Please retype all the records below exactly as they read.

** Opening RECORDS SUPPLIED block **

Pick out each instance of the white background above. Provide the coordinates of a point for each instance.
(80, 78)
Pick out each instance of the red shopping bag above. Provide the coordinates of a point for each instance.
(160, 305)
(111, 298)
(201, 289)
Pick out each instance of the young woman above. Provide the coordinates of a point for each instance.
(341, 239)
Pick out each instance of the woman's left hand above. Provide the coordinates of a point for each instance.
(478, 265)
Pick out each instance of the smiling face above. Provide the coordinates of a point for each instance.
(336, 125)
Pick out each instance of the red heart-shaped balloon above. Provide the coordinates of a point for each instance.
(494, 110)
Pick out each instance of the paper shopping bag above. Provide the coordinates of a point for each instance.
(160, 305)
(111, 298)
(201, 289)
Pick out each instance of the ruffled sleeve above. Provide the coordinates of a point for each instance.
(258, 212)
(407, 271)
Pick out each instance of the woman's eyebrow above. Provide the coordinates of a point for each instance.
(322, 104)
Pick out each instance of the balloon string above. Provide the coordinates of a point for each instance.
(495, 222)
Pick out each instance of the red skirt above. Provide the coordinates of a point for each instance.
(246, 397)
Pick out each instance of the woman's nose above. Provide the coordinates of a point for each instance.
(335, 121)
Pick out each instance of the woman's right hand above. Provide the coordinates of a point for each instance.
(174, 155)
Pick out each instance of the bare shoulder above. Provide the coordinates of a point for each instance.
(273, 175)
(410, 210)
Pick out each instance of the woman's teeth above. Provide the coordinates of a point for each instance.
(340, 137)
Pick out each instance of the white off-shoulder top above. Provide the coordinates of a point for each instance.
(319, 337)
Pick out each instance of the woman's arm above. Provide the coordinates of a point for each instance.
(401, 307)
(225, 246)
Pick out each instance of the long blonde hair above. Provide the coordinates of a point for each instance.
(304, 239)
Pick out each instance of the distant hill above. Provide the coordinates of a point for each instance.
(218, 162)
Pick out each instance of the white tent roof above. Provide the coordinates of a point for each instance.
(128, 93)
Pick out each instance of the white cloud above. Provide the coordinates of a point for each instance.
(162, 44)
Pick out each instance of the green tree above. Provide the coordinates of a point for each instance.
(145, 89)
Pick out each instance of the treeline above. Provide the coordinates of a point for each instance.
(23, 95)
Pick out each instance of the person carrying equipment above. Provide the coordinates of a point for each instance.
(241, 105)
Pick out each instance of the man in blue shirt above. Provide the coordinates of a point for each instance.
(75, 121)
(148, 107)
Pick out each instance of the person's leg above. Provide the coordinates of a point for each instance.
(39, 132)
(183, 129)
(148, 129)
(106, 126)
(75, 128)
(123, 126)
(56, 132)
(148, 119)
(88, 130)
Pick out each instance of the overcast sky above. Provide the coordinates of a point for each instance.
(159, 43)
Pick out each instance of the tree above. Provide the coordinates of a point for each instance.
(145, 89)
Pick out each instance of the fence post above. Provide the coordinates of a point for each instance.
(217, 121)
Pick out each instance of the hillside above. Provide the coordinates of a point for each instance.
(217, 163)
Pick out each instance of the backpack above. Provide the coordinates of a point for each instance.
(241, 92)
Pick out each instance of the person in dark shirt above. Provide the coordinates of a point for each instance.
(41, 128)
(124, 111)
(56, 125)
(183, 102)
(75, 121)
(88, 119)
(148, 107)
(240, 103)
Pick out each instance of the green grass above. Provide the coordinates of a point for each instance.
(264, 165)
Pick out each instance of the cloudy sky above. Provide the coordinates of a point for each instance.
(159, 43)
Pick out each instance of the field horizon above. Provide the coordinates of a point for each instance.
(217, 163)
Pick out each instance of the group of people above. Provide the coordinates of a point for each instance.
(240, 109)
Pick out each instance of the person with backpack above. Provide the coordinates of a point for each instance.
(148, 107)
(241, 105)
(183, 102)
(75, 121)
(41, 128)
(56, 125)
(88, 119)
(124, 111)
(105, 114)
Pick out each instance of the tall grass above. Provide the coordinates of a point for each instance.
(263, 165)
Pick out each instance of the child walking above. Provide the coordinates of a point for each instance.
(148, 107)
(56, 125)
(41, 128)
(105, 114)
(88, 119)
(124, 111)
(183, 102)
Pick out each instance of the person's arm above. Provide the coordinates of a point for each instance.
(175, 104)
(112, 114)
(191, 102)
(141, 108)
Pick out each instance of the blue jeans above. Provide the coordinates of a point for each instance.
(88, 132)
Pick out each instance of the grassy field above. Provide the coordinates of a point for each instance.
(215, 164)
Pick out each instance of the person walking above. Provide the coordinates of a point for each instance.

** Closing RECORDS SUPPLIED block **

● ANSWER BELOW:
Pick out each instance of the white background above. Provide the coordinates of a point for each instance.
(80, 78)
Pick out each instance of the red shopping bag above. Provide the coordinates of a point for each instance.
(160, 305)
(111, 298)
(201, 289)
Pick out each instance of the young woman above. Provide the coordinates of a point for each instance.
(341, 239)
Pick out each instance of the woman's left hand above. Provide the coordinates of a point for each instance.
(478, 265)
Pick out each instance of the smiling face above. Provide the coordinates of a point for each instance.
(336, 125)
Pick out each instance of the red heart-shaped balloon above. Provide the coordinates of a point for each instance.
(494, 110)
Pick out each instance of the paper shopping bag above. Provide the coordinates of a point for each instance.
(160, 305)
(111, 298)
(201, 289)
Pick out each instance of the ruffled sleeve above. Provide the coordinates of a point for each instance.
(258, 212)
(407, 271)
Pick out each instance of the woman's eyebrow above. Provide the coordinates of a point for each instance.
(322, 104)
Pick out each instance of the balloon string above. Provide the coordinates of a point for each instance.
(495, 222)
Pick out each instance of the red skirt above. Provide the coordinates of a point for each instance.
(246, 397)
Pick out each instance of the woman's nose above. Provide the coordinates of a point for each instance.
(335, 121)
Pick out each instance of the woman's right hand above. Provide the coordinates of a point for each instance.
(174, 155)
Pick out each instance of the bare shoulder above. Provide the coordinates of a point for each instance.
(273, 175)
(410, 210)
Pick out each instance of the woman's teeth above. Provide the coordinates of a point for each instance.
(340, 137)
Pick out each instance of the white off-shoulder top above. Provide the coordinates of a point for each instance.
(319, 337)
Pick out each instance of the woman's arm above. Provide the coordinates of a point for each instance.
(401, 307)
(225, 246)
Pick out each instance of the long blonde hair above. Provide the coordinates of a point for each instance.
(304, 239)
Pick out each instance of the distant hill above. Provide the coordinates of a point for each instance.
(218, 162)
Pick out each instance of the white tent roof above. Provide the coordinates of a point for each instance.
(128, 93)
Pick out each instance of the white cloud above. Provide the coordinates of a point for each instance.
(162, 44)
Pick out each instance of the green tree above. Provide the coordinates of a point for each instance.
(145, 89)
Pick out each instance of the treeline above. Provide the coordinates of a point for each instance.
(23, 95)
Pick out each instance of the person carrying equipment above. Provide the coordinates of a point for each instance.
(241, 105)
Pick out each instance of the man in blue shirt above. Provide the coordinates of a point for each instance.
(75, 121)
(148, 107)
Pick out each instance of the person's leg above. Provide the coordinates of a point for each instance.
(39, 132)
(183, 129)
(148, 129)
(106, 126)
(75, 128)
(123, 126)
(56, 132)
(148, 119)
(88, 130)
Pick out each instance of the overcast sky above. Provide the coordinates of a point for each instance.
(159, 43)
Pick out each instance of the tree above. Provide the coordinates of a point for each instance.
(145, 89)
Pick out each instance of the fence post above. Provide the coordinates of a point for each instance.
(217, 121)
Pick out each instance of the hillside above. Provide the coordinates of a point for each instance.
(217, 163)
Pick out each instance of the backpack above. Provide the coordinates of a point for each instance.
(241, 92)
Pick out each instance of the person in dark shirt above. Provide the coordinates of a point for each instance.
(41, 128)
(124, 111)
(56, 125)
(183, 102)
(75, 121)
(88, 119)
(148, 107)
(240, 103)
Pick out each instance of the green grass above. Provide the coordinates of a point for each instance.
(264, 165)
Pick out each instance of the cloudy sky above. Provide the coordinates of a point for each instance.
(159, 43)
Pick out each instance of the field horizon above. Provide the coordinates of a point for each instance.
(217, 163)
Pick out each instance of the group of people above. Provide the coordinates of a point for each instance.
(240, 109)
Pick out each instance of the person with backpack above. Provide the coordinates of a point for each instance.
(148, 107)
(241, 105)
(183, 102)
(75, 121)
(41, 128)
(56, 125)
(88, 119)
(124, 111)
(105, 114)
Pick out each instance of the tall grass above. Provide the coordinates of a point for each instance.
(263, 165)
Pick out each instance of the child walking above. Provide the coordinates of a point for each instance.
(148, 107)
(56, 125)
(41, 128)
(105, 114)
(88, 119)
(124, 111)
(183, 102)
Pick out each instance of the person's arm above. Provide the coordinates of a point for each instance.
(175, 104)
(112, 114)
(191, 102)
(141, 108)
Pick out each instance of the blue jeans above. Provide the coordinates of a point for each instance.
(88, 132)
Pick out each instance of the grassy field above. Provide the coordinates of a point for each instance.
(215, 164)
Pick out each instance of the person walking above. Provide the coordinates of a point for each instance.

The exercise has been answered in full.